* **EXERCISES TO COMPLETE**:
1) From the paragraph of the passage on social distancing in Seattle that begins "Deaths are not rising," list every sign that strict containment is working.
2) Shorten the paragraph of the passage on social distancing in Seattle that begins "The Seattle area, home of," keeping its main facts.
3) Extend the passage on social distancing in Seattle, picking up after its final sentence.

* **EXERCISE TEXT**:
----

The Corner

U.S.

Social Distance Kicking In?

There are some indications it is making a difference in Seattle:

The Seattle area, home of the first known coronavirus case in the United States and the place where the virus claimed 37 of its first 50 victims, is now seeing evidence that strict containment strategies, imposed in the earliest days of the outbreak, are beginning to pay off — at least for now.

Deaths are not rising as fast as they are in other states. Dramatic declines in street traffic show that people are staying home. Hospitals have so far not been overwhelmed. And preliminary statistical models provided to public officials in Washington State suggest that the spread of the virus has slowed in the Seattle area in recent days.

While each infected person was spreading the virus to an average of 2.7 other people earlier in March, that number appears to have dropped, with one projection suggesting that it was now down to 1.4.

----

Stored data entries
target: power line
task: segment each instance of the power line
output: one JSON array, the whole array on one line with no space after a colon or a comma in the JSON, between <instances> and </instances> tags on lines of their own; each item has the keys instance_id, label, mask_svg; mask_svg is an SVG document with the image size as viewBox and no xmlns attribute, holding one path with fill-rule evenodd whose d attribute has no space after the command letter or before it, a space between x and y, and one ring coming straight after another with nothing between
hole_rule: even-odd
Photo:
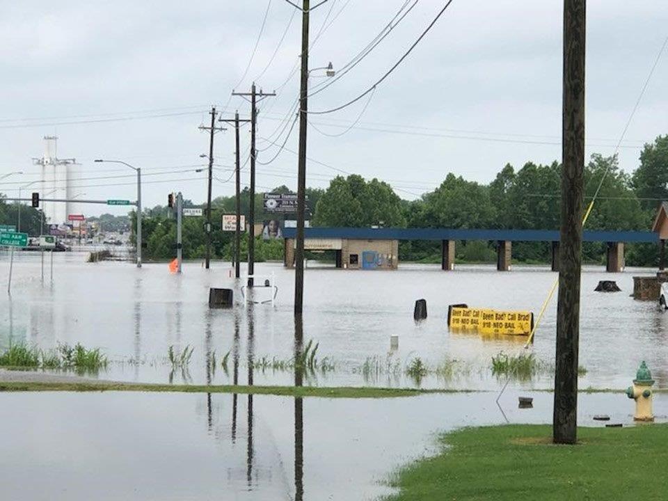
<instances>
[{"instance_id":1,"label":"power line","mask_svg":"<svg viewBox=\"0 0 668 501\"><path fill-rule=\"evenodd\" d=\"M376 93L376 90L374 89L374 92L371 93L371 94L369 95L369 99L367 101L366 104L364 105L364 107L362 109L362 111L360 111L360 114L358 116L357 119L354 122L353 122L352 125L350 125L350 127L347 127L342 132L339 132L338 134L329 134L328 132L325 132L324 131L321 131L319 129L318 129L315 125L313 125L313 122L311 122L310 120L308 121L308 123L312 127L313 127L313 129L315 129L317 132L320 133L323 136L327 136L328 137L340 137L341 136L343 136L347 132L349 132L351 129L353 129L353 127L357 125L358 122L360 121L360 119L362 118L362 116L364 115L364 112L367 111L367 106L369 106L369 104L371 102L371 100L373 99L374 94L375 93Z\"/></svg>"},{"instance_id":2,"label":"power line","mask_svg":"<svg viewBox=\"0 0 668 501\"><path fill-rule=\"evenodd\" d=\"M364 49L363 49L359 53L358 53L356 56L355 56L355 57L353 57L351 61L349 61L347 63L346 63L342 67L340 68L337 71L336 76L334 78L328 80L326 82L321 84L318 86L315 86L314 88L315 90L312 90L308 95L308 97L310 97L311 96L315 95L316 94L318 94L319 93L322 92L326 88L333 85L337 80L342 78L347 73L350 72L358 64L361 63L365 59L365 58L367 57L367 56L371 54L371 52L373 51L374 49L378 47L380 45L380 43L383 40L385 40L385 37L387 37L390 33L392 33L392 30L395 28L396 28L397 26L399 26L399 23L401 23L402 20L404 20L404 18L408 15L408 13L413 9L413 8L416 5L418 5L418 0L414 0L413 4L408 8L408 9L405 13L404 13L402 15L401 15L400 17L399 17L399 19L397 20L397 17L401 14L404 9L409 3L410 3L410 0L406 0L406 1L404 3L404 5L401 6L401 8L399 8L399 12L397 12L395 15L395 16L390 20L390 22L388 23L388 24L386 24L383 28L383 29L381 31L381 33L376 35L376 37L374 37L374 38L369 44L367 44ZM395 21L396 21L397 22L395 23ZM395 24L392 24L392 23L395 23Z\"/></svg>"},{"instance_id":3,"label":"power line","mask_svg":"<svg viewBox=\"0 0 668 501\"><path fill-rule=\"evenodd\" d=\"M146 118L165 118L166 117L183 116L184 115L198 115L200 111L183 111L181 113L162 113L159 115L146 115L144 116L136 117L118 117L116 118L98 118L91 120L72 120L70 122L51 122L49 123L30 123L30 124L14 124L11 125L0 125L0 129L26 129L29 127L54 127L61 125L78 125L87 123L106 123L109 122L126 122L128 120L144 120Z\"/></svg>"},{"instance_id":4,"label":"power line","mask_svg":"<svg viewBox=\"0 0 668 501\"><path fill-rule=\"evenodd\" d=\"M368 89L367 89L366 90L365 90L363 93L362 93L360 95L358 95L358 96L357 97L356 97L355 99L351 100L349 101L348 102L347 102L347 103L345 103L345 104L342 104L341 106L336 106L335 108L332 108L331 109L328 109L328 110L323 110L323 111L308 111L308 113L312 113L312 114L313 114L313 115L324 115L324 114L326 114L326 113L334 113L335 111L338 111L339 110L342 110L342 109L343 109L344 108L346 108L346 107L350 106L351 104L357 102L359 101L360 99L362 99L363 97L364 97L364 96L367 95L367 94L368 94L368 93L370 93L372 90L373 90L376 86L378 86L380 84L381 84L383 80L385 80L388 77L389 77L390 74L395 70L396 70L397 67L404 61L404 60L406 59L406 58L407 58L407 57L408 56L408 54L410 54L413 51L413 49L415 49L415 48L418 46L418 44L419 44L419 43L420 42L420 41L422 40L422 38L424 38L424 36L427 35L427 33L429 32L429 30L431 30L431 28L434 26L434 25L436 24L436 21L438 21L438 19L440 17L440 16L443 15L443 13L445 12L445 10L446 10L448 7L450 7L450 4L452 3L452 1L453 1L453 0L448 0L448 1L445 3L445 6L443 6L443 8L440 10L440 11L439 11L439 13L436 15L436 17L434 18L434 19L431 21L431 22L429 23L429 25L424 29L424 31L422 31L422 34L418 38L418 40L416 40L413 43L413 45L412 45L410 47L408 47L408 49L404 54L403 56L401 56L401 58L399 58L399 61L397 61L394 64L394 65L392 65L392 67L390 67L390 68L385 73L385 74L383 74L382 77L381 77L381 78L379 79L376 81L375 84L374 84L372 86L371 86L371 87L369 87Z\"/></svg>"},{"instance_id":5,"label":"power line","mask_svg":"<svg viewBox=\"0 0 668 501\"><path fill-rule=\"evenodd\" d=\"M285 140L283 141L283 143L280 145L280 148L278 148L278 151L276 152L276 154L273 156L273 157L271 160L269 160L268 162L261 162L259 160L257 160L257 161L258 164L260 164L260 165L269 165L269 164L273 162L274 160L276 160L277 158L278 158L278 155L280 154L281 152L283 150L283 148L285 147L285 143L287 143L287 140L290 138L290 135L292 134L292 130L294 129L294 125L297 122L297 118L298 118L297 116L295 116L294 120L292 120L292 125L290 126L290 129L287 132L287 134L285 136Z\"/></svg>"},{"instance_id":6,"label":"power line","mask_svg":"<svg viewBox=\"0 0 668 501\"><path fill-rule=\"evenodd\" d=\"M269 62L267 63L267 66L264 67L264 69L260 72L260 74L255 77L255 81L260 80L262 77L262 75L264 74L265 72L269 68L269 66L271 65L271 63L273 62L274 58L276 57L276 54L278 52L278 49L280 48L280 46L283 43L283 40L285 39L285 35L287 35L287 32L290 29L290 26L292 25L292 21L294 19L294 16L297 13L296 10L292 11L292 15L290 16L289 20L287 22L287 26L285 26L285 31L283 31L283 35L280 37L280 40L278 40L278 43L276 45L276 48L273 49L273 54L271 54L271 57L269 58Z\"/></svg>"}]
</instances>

----

* **RESPONSES PER TASK**:
1)
- Deaths are not rising as fast as in other states.
- Dramatic declines in street traffic show that people are staying home.
- Hospitals have so far not been overwhelmed.
- Preliminary statistical models given to Washington State officials suggest that the virus's spread has slowed in the Seattle area in recent days.

2) The Seattle area had the first known U.S. coronavirus case and 37 of the virus's first 50 victims. It now sees evidence that the strict containment measures imposed early in the outbreak are starting to pay off, at least for now.

3)
And fever data are indicating progress more broadly:

Harsh measures, including stay-at-home orders and restaurant closures, are contributing to rapid drops in the numbers of fevers — a signal symptom of most coronavirus infections — recorded in states across the country, according to intriguing new data produced by a medical technology firm.

At least 248 million Americans in at least 29 states have been told to stay at home. It had seemed nearly impossible for public health officials to know how effective this measure and others have been in slowing the coronavirus.

But the new data offer evidence, in real time, that tight social-distancing restrictions may be working, potentially reducing hospital overcrowding and lowering death rates, experts said.